*Questions to answer:*
a - Answer these questions using the text about the magazine.
(i) From which two countries is the team now receiving submissions?
(ii) In which issue did Pablo Griffiths write "He was a quiet man"?
(iii) What event did Neil Philip witness, and from where?
b - Write out the passage of the text about the magazine between "Extraordinary true stories" and "Spanish Civil War.", inclusive.

*Supplied text:*
##############################
Emerging in the pandemic

By chance, the first magazine came out during the pandemic. This helped to establish a readership, as people were able to feel a sense of companionship by reading stories in the magazine, while many were stuck at home.

Rachel and Vick put the first magazine together on their own, but have since built up a small gang of editorial helpers who regularly lend a hand with editing, proof reading and marketing. “I had no idea how much work it would be to keep on top of the marketing, subscriptions and admin,” says Rachel. “Thank goodness we have friends who volunteered to help.”

The team has gained in confidence since the first issue. They’re also now receiving submissions from as far away as New Zealand and Australia.

I carried this crumpled flyer around for quite some time

Extraordinary true stories

“At the start, I thought we’d mostly receive light, funny stories like ‘The Stupid Button’,” says Rachel. “But people have sent in the most extraordinary stories.

“In issue 5, our computer guy, Pablo Griffiths, wrote ‘He was a quiet man’, about the shock of discovering that his loving grandfather had fought for the Fascists and killed people in the Spanish Civil War.

“Lili Caseley wrote in issue 4 about being caught up in the London Bridge attacks in 2017. A terrorist burst into the pub where she was celebrating her 21st birthday and she had to hide out in the toilets.

“In the same issue, Neil Philip wrote about the terrifying experience of witnessing the 2004 Boxing Day tsunami from a beach in Thailand.”

Stories laid out like album tracks

“We like that we attract all kinds of stories,” adds Rachel. “We have some that are funny, and some that are much more serious. When laying out the magazine, I put them in an order that makes sense one by one, like listening to an album. You don’t want too many exciting ones together. We hope that readers never know what kind of story they’re going to read next.”

Famous friends

You’ll also notice a number of well-known names scattered among the pages of Friends on the Shelf, from Charlie Higson, Chris Difford and Jean-Paul Flintoff to Peter Curran and Harry Enfield.
##############################
*Input data:*
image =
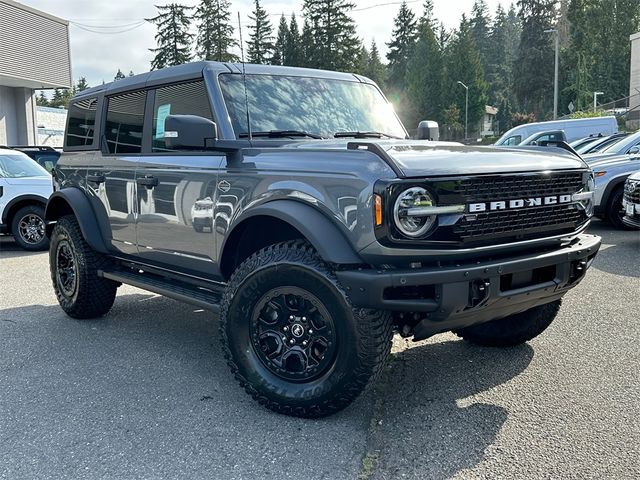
##############################
*Task-by-task answers:*
a -
(i) New Zealand and Australia.
(ii) Issue 5.
(iii) The 2004 Boxing Day tsunami, from a beach in Thailand.

b -
Extraordinary true stories

“At the start, I thought we’d mostly receive light, funny stories like ‘The Stupid Button’,” says Rachel. “But people have sent in the most extraordinary stories.

“In issue 5, our computer guy, Pablo Griffiths, wrote ‘He was a quiet man’, about the shock of discovering that his loving grandfather had fought for the Fascists and killed people in the Spanish Civil War.